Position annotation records
--- begin ---

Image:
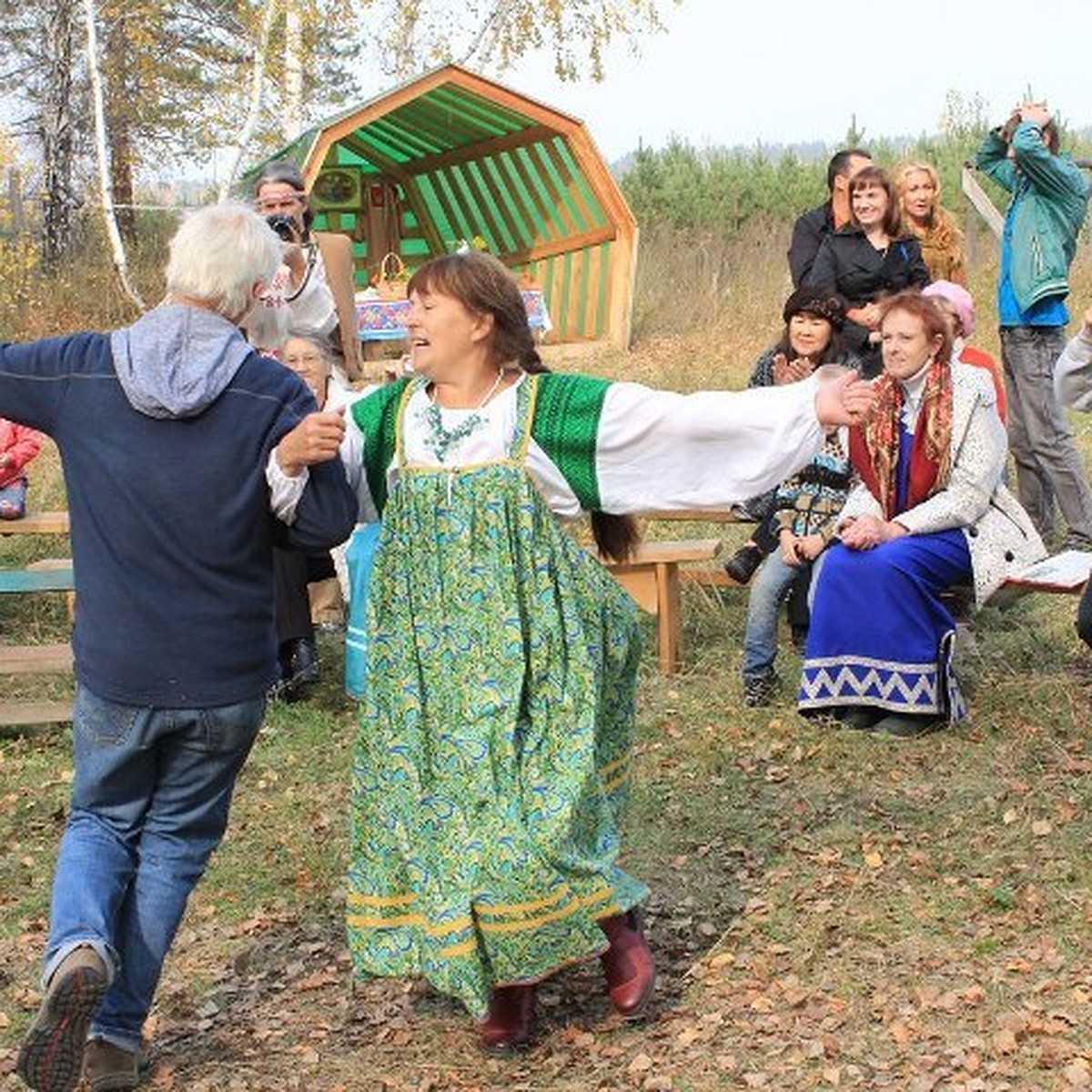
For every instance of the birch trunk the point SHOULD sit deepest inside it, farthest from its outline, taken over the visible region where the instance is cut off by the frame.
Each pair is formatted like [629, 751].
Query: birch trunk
[293, 70]
[57, 135]
[117, 247]
[255, 105]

--- end ---

## Task prompt:
Turn every line of the items above into a numbered list, dropping any blank lines. Leave the pictures out.

## Exercise answer:
1. Image:
2. For every instance of the birch trunk the point SHOULD sit deepest inside it, farthest from its outline, taken over the visible region where the instance is cut off by the frame.
3. Each pair is formatted like [629, 751].
4. Query: birch trunk
5. [293, 70]
6. [57, 135]
7. [117, 247]
8. [255, 105]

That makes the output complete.